>> BEGIN SOURCE MATERIAL

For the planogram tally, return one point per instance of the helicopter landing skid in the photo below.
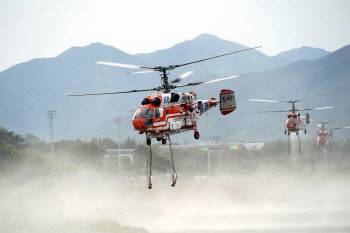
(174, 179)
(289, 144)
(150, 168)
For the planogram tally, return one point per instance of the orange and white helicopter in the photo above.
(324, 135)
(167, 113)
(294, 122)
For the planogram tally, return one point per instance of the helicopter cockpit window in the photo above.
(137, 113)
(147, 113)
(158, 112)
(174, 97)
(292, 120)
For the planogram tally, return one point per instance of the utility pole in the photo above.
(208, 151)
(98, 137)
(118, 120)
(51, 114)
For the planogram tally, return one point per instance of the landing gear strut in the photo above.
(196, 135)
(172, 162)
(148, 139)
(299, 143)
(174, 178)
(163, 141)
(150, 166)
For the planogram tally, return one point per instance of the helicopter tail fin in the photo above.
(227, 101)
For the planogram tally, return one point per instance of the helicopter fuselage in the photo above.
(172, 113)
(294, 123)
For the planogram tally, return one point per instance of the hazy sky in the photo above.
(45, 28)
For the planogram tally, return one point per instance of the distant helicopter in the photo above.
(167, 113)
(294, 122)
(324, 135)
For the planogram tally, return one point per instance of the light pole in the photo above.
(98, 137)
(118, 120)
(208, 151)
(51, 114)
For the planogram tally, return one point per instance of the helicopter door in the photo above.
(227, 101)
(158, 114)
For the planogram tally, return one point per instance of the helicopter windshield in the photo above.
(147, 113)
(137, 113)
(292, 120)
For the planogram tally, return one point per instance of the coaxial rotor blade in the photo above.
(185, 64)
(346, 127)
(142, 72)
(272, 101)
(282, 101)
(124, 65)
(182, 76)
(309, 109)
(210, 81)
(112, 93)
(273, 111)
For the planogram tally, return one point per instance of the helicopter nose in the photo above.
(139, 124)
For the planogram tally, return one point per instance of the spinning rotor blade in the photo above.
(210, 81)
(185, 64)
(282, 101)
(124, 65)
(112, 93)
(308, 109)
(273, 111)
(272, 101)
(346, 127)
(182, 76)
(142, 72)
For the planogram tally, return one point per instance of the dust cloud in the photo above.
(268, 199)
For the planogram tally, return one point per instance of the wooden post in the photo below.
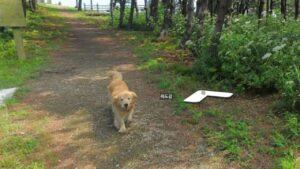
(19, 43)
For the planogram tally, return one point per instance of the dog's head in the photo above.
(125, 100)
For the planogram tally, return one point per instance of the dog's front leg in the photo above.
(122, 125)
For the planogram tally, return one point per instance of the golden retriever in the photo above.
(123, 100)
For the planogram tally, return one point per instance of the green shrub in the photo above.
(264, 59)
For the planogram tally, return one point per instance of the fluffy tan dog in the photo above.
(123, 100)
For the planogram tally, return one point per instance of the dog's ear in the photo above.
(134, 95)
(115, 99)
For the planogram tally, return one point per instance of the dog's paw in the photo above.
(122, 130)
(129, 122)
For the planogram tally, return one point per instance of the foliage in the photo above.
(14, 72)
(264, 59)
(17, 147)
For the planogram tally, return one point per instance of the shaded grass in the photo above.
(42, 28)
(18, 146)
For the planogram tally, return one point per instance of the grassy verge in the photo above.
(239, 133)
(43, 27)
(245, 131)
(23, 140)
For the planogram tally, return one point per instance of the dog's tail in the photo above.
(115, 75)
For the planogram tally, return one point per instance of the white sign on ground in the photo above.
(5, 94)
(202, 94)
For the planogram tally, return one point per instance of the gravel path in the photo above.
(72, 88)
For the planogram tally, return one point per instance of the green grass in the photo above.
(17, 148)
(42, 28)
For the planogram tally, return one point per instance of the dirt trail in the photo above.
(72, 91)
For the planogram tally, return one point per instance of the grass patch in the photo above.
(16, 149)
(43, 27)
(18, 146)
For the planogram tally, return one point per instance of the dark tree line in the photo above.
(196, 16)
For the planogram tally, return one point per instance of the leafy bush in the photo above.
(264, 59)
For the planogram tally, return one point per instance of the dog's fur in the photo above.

>> END SOURCE MATERIAL

_GIVEN INSTRUCTION:_ Return all of the entries exactly as written, but drop any pictures they hold.

_THE ANSWER:_
For the planogram tally, return one point per instance of the helicopter landing skid in the photo below.
(174, 179)
(289, 144)
(150, 168)
For the planogram tally, return one point per instance of the orange and white helicopter in the photo above.
(324, 135)
(167, 113)
(294, 122)
For the planogram tally, return one point per instance of the helicopter cockpit window in the photo above.
(137, 113)
(147, 113)
(158, 112)
(174, 97)
(292, 120)
For the planogram tally, return one point per instance of the utility pole in the photo above.
(208, 151)
(98, 137)
(118, 120)
(51, 114)
For the planogram tally, return one point per instance of the landing gear strut in the photo above.
(196, 135)
(172, 162)
(148, 139)
(299, 143)
(174, 178)
(163, 141)
(150, 166)
For the planogram tally, return one point per instance of the helicopter tail fin in the photo above.
(227, 101)
For the planogram tally, return one point per instance of the helicopter fuselage in the photo above.
(172, 113)
(294, 123)
For the planogram tally, return one point per instance of the hazy sky in the photo above.
(45, 28)
For the planogram tally, return one point per instance of the distant helicopter in the photo above.
(167, 113)
(294, 122)
(324, 135)
For the planogram tally, return one point per instance of the light pole in the photo above.
(98, 137)
(118, 120)
(208, 151)
(51, 114)
For the planogram tally, return one point per instance of the helicopter door in the photo above.
(227, 101)
(158, 114)
For the planogram tally, return one point per instance of the helicopter windshield in the photo above.
(147, 113)
(137, 113)
(292, 120)
For the planogram tally, return one point per instance of the coaxial rotor blade in the photo above.
(185, 64)
(346, 127)
(142, 72)
(272, 101)
(282, 101)
(124, 65)
(182, 76)
(309, 109)
(210, 81)
(112, 93)
(273, 111)
For the planogram tally, return one point per instance of the helicopter nose in the photo above.
(139, 124)
For the planogram tally, return one point per instance of the spinning rotor blade in the photo above.
(210, 81)
(185, 64)
(282, 101)
(124, 65)
(112, 93)
(308, 109)
(273, 111)
(272, 101)
(346, 127)
(182, 76)
(142, 72)
For the planogram tally, return one point per instance of the dust cloud in the photo above.
(268, 199)
For the planogram tally, return one point per instance of the wooden post in the photo below.
(19, 43)
For the planogram tally, return one point per instance of the dog's head in the photo above.
(125, 100)
For the planogram tally, return one point per instance of the dog's front leg in the photo above.
(122, 125)
For the planogram tally, return one point per instance of the golden retriever in the photo above.
(123, 100)
For the planogram tally, return one point per instance of the green shrub in the photo above.
(264, 59)
For the planogram tally, return one point per instance of the fluffy tan dog in the photo above.
(123, 100)
For the planogram tally, return one point per instance of the dog's ear in the photo above.
(134, 95)
(115, 99)
For the planogram tally, return one point per instance of the dog's paw in the photo above.
(122, 130)
(129, 122)
For the planogram tally, return one point per instance of the foliage in the photo above.
(14, 72)
(264, 59)
(17, 147)
For the planogram tally, return one point per instance of the shaded grass in the photo above.
(42, 28)
(18, 146)
For the planogram tally, return one point per instance of the grassy verge in the photo above.
(239, 133)
(43, 27)
(245, 131)
(23, 140)
For the planogram tally, return one point per instance of the dog's tail in the photo above.
(115, 75)
For the planogram tally, return one point per instance of the white sign on ground in the photo above.
(5, 94)
(202, 94)
For the planogram tally, return one point per instance of the gravel path in the photo above.
(72, 88)
For the planogram tally, return one point per instance of the green grass in the photo above.
(17, 148)
(42, 28)
For the planogram tally, return one point per instance of the dirt trail in the photo above.
(72, 91)
For the planogram tally, return one point per instance of the grass patch in the photo above.
(16, 149)
(43, 27)
(18, 146)
For the planogram tally, return one point per instance of the dark tree line in the photo above.
(196, 16)
For the planogram tally, return one point per instance of the leafy bush in the photo above.
(264, 59)
For the planogram tally, return one point per instance of the dog's fur in the photo above.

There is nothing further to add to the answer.